[Referring expression data]

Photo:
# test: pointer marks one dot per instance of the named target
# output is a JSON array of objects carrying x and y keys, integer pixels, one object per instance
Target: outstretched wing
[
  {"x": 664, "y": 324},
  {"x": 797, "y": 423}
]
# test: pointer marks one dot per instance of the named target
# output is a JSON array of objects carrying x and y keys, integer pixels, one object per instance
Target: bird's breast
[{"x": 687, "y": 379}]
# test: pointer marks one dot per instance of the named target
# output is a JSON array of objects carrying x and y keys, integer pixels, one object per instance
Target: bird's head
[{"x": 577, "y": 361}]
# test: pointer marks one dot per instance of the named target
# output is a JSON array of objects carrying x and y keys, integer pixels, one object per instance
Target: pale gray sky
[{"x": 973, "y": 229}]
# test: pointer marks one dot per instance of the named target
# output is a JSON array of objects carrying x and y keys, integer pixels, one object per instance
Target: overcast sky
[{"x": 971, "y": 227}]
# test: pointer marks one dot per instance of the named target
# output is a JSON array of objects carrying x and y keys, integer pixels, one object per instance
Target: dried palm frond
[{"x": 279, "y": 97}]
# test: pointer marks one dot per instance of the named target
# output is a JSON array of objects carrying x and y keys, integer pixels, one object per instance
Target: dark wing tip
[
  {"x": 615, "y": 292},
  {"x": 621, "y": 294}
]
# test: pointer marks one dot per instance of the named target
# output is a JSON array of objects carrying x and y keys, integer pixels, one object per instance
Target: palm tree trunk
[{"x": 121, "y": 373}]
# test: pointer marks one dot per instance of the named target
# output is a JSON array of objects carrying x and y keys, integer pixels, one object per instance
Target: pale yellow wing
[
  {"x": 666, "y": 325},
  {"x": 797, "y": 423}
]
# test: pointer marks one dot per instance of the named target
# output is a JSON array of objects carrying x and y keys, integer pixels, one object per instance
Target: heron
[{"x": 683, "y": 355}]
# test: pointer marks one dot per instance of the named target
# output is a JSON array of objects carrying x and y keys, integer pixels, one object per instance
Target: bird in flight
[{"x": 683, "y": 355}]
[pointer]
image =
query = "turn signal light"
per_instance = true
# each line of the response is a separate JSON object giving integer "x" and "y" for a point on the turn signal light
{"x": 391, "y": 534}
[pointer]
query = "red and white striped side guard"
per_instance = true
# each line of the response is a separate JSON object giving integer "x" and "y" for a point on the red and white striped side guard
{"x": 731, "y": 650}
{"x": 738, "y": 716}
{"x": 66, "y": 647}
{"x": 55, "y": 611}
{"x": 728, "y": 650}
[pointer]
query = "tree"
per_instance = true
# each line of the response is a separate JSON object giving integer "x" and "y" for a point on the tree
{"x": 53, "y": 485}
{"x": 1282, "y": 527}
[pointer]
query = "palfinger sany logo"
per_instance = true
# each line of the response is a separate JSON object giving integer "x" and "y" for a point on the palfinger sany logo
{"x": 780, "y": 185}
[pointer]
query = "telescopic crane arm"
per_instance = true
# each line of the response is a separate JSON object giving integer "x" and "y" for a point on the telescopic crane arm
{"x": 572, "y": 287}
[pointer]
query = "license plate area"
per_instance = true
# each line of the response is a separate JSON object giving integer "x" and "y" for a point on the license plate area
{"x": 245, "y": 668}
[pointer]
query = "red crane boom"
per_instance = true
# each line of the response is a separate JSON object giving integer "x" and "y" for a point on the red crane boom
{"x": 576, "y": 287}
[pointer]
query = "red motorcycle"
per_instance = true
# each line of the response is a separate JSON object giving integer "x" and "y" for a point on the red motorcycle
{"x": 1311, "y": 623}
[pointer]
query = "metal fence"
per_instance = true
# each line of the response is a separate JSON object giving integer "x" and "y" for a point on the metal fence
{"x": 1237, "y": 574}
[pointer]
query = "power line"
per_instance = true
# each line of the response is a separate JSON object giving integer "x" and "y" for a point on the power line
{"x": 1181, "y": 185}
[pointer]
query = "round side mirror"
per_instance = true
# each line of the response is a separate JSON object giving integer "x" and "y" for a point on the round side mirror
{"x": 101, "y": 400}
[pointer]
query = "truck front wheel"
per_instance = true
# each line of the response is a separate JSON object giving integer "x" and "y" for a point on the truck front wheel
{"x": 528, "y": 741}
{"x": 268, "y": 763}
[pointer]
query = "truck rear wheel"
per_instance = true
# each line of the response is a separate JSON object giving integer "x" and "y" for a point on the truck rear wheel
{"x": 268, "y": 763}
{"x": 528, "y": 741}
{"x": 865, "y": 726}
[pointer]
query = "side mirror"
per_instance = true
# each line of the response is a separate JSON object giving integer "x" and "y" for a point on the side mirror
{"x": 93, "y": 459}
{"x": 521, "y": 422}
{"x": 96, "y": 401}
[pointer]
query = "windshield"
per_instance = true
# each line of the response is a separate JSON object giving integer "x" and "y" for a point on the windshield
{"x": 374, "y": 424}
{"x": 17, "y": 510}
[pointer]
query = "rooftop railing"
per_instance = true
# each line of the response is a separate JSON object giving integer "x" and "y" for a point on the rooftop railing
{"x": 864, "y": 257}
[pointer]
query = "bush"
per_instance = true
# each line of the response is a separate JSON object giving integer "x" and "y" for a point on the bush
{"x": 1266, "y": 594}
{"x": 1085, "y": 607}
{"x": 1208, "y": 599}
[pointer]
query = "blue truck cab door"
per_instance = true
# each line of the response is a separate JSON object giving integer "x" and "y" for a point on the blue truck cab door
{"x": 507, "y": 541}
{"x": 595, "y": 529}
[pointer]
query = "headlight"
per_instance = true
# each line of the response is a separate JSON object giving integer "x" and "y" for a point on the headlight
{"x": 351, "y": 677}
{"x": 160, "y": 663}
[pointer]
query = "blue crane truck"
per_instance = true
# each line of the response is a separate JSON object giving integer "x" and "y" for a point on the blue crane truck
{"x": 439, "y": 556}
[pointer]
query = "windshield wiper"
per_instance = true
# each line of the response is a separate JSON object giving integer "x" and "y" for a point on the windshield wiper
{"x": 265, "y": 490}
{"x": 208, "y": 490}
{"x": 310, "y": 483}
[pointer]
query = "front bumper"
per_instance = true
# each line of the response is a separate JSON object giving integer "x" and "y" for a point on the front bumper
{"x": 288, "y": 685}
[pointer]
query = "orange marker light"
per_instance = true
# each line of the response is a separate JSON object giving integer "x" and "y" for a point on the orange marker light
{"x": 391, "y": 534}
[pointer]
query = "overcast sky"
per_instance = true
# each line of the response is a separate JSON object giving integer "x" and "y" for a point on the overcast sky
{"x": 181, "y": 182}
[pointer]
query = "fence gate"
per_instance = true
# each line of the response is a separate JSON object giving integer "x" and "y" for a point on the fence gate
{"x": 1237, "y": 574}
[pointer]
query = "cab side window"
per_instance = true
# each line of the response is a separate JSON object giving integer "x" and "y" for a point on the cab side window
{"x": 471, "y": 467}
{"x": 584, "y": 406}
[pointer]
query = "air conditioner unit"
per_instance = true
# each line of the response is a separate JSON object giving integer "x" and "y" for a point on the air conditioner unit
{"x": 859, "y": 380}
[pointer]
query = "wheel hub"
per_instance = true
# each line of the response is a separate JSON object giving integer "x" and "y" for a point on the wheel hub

● **WHAT THE TASK ASKS**
Repeat the records word for word.

● **EXPECTED OUTPUT**
Photo:
# test: pointer marks one dot per instance of the named target
# output is a JSON array of objects carrying x and y keys, integer pixels, one object per instance
Target: outstretched wing
[
  {"x": 664, "y": 324},
  {"x": 797, "y": 423}
]
# test: pointer marks one dot per instance of the named target
# output is a JSON array of objects carrying x and y keys, integer pixels, one object per instance
Target: bird's breast
[{"x": 687, "y": 379}]
# test: pointer marks one dot per instance of the named target
# output is a JSON array of objects carrying x and y keys, integer pixels, one object per instance
Target: bird's head
[{"x": 577, "y": 361}]
# test: pointer marks one dot per instance of the named target
# output is a JSON array of objects carrying x and y keys, integer pixels, one object per instance
Target: pale gray sky
[{"x": 973, "y": 229}]
# test: pointer marks one dot per instance of the named target
# output is a JSON array of objects carrying x and y keys, integer pixels, one object per instance
Target: overcast sky
[{"x": 971, "y": 227}]
# test: pointer marks one dot per instance of the named target
# output is a JSON array of objects carrying x and y keys, integer pixels, one object per instance
Target: dried palm frond
[{"x": 279, "y": 97}]
# test: pointer marks one dot per instance of the named target
# output is a JSON array of objects carrying x and y keys, integer pixels, one object per instance
Target: dark wing tip
[
  {"x": 615, "y": 292},
  {"x": 621, "y": 294}
]
# test: pointer marks one dot per instance of the named target
# output is a JSON array of objects carrying x and y keys, integer pixels, one object per instance
Target: palm tree trunk
[{"x": 121, "y": 373}]
# test: pointer marks one dot per instance of the named target
# output is a JSON array of objects carrying x and y keys, integer pixels, one object per instance
Target: pale yellow wing
[
  {"x": 666, "y": 325},
  {"x": 797, "y": 423}
]
# test: pointer marks one dot per instance of the named target
# output is a JSON array of objects carrying x and y keys, integer pixels, one object per instance
Target: heron
[{"x": 683, "y": 355}]
# test: pointer marks one dot per instance of the named target
# output is a JSON array of objects carrying x and y keys, integer pixels, one object per instance
Target: bird in flight
[{"x": 683, "y": 355}]
[pointer]
image =
query = "turn signal light"
per_instance = true
# each line of the response is a separate JSON object giving integer "x" and "y" for a point on the turn signal light
{"x": 391, "y": 534}
[pointer]
query = "red and white striped side guard"
per_instance = true
# each line of the response is a separate JSON object giving integer "x" and "y" for a point on the red and white striped side guard
{"x": 731, "y": 650}
{"x": 738, "y": 716}
{"x": 66, "y": 647}
{"x": 55, "y": 611}
{"x": 728, "y": 650}
[pointer]
query = "tree"
per_instance = true
# each line of the response is a separate JSON object giving integer "x" and "y" for a point on the tree
{"x": 53, "y": 485}
{"x": 1282, "y": 527}
[pointer]
query = "palfinger sany logo"
per_instance = true
# each line of the response is a separate JSON object giving integer "x" and "y" for a point on the palfinger sany logo
{"x": 780, "y": 185}
[pointer]
query = "telescopic crane arm"
per_instance = true
# each line of the response is a separate JSON object giving integer "x" and "y" for a point on the telescopic crane arm
{"x": 572, "y": 287}
[pointer]
query = "license plate area"
per_instance = true
# each line of the response is a separate JSON object giving integer "x" and "y" for a point on the license plate area
{"x": 245, "y": 668}
[pointer]
query = "red crane boom"
per_instance = true
# each line of the response is a separate JSON object giving integer "x" and "y" for a point on the red crane boom
{"x": 576, "y": 287}
[pointer]
query = "red motorcycle"
per_instance = true
# each line of the response is a separate JSON object giving integer "x" and "y" for a point on the red motorcycle
{"x": 1311, "y": 623}
[pointer]
query = "metal fence"
per_instance = true
# each line of the response is a separate JSON object giving integer "x" and "y" for a point on the metal fence
{"x": 1237, "y": 574}
[pointer]
query = "power line"
per_instance = true
# each line of the response is a separate JSON object giving integer "x" and "y" for a point on the power line
{"x": 1181, "y": 185}
[pointer]
query = "round side mirror"
per_instance = true
# each line of the response is a separate JSON object giving integer "x" and "y" for a point on the round side mirror
{"x": 101, "y": 400}
[pointer]
query = "truck front wheel"
per_instance = true
# each line of the response is a separate JSON object giving integer "x" and "y" for a point on the truck front wheel
{"x": 528, "y": 741}
{"x": 268, "y": 763}
[pointer]
query = "truck rear wheel"
per_instance = true
# each line of the response is a separate JSON object giving integer "x" and "y" for a point on the truck rear wheel
{"x": 268, "y": 763}
{"x": 528, "y": 741}
{"x": 865, "y": 726}
[pointer]
query = "side mirror"
per_instance = true
# each line of the response is a separate JSON object giving integer "x" and "y" for a point on the side mirror
{"x": 93, "y": 459}
{"x": 521, "y": 422}
{"x": 96, "y": 401}
[pointer]
query = "windshield"
per_instance = true
# each line of the response is a separate JSON object giving integer "x" and "y" for a point on the windshield
{"x": 374, "y": 424}
{"x": 17, "y": 510}
[pointer]
query = "rooftop railing"
per_instance = true
# each line of the response is a separate JSON object giving integer "x" and "y" for a point on the rooftop railing
{"x": 864, "y": 257}
[pointer]
query = "bush"
per_instance = true
# each line of the response is a separate JSON object giving integer "x" and "y" for a point on the bush
{"x": 1266, "y": 594}
{"x": 1085, "y": 607}
{"x": 1208, "y": 599}
[pointer]
query = "blue truck cab door"
per_instance = true
# each line of the response is a separate JSON object giving integer "x" and "y" for a point on the blue truck cab door
{"x": 507, "y": 541}
{"x": 595, "y": 529}
[pointer]
query = "headlight"
per_instance = true
# each line of the response is a separate JSON object giving integer "x" and "y" for a point on the headlight
{"x": 351, "y": 677}
{"x": 160, "y": 663}
[pointer]
query = "blue crane truck"
per_instance = true
# each line of the response is a separate JSON object giving integer "x" and "y" for a point on the blue crane truck
{"x": 439, "y": 556}
[pointer]
query = "windshield wiper"
per_instance = true
# each line of the response is a separate JSON object giving integer "x" and "y" for a point on the windshield wiper
{"x": 265, "y": 490}
{"x": 208, "y": 490}
{"x": 310, "y": 483}
[pointer]
query = "front bumper"
per_instance = true
# each line of the response is a separate JSON object giving integer "x" and "y" for a point on the front bumper
{"x": 288, "y": 685}
[pointer]
query = "orange marker light"
per_instance = true
# each line of the response is a separate JSON object giving integer "x" and "y" for a point on the orange marker light
{"x": 391, "y": 534}
[pointer]
query = "overcast sky"
per_instance = true
# each line of the response is a separate JSON object giving integer "x" and "y" for a point on the overcast sky
{"x": 181, "y": 182}
[pointer]
query = "fence gate"
per_instance = true
# each line of the response is a separate JSON object giving integer "x" and "y" for a point on the fence gate
{"x": 1237, "y": 574}
[pointer]
query = "cab side window"
per_instance = true
# each line of the response is a separate JSON object giving integer "x" and "y" for a point on the cab side window
{"x": 471, "y": 467}
{"x": 584, "y": 406}
[pointer]
query = "air conditioner unit"
per_instance = true
# each line of the response is a separate JSON object giving integer "x" and "y" for a point on the air conditioner unit
{"x": 859, "y": 380}
[pointer]
query = "wheel hub"
per_instance = true
# each line of the response is a separate JSON object giving integer "x" and "y" for a point on the wheel hub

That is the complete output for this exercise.